• [ИСХОДНЫЙ ПЕРЕЧЕНЬ]:

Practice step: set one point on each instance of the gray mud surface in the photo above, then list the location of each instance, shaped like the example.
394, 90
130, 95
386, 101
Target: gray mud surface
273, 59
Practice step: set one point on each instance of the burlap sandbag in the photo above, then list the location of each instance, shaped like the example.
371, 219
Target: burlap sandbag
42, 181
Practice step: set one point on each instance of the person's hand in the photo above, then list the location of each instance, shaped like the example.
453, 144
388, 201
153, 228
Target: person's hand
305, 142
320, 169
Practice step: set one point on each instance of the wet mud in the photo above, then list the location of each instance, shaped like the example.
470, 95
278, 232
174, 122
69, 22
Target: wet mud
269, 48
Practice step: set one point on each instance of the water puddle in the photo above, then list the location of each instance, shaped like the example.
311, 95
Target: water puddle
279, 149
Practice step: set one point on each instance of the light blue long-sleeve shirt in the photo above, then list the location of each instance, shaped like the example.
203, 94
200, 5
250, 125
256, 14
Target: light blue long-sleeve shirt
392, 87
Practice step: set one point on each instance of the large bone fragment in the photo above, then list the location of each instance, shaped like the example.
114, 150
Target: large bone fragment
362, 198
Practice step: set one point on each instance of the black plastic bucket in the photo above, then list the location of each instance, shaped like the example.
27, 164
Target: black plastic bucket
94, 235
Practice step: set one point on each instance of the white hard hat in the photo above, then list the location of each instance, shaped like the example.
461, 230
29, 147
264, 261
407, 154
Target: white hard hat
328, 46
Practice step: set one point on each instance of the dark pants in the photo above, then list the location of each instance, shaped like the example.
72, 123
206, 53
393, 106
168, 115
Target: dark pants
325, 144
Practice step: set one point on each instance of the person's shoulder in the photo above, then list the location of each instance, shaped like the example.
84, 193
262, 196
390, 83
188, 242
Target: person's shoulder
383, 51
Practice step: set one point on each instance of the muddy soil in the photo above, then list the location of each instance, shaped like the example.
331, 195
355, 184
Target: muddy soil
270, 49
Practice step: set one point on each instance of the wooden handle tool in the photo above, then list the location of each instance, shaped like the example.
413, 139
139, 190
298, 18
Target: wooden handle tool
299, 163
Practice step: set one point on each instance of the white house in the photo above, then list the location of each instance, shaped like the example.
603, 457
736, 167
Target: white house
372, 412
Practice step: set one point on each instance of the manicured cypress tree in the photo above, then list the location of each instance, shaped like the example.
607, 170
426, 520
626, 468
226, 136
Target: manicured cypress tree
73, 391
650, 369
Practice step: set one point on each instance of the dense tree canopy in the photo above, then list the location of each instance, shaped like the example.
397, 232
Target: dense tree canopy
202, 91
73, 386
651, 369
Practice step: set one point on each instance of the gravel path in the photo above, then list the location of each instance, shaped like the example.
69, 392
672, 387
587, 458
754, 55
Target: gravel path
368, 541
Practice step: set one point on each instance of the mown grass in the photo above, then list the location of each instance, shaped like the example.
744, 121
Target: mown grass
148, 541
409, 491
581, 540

• [ОПИСАНИЕ ЗАДАНИЯ]: Перепишите слово в слово строки перечня, начиная со строки, где есть "the white house", и до самого конца перечня включительно.

• [ОТВЕТ]:
Practice step: set one point on each instance of the white house in the photo above, then list the location of each instance, shaped like the example.
603, 457
736, 167
Target: white house
372, 412
Practice step: set one point on each instance of the manicured cypress tree in the photo above, then list the location of each instance, shaped like the example.
607, 170
426, 520
626, 468
226, 136
Target: manicured cypress tree
73, 391
650, 369
Practice step: set one point on each instance of the dense tree canopy in the photo above, then list the location of each instance, shaped like the example.
397, 232
Target: dense tree canopy
202, 91
73, 386
651, 369
Practice step: set one point on each instance of the gravel path in the photo above, then list the location of each instance, shaped like the example.
69, 392
672, 387
587, 458
754, 55
Target: gravel path
368, 541
Practice step: set one point on each instance of the mown grass in the photo above, then list the location of each instance, shaped like the example.
744, 121
Target: mown grass
148, 541
409, 491
581, 540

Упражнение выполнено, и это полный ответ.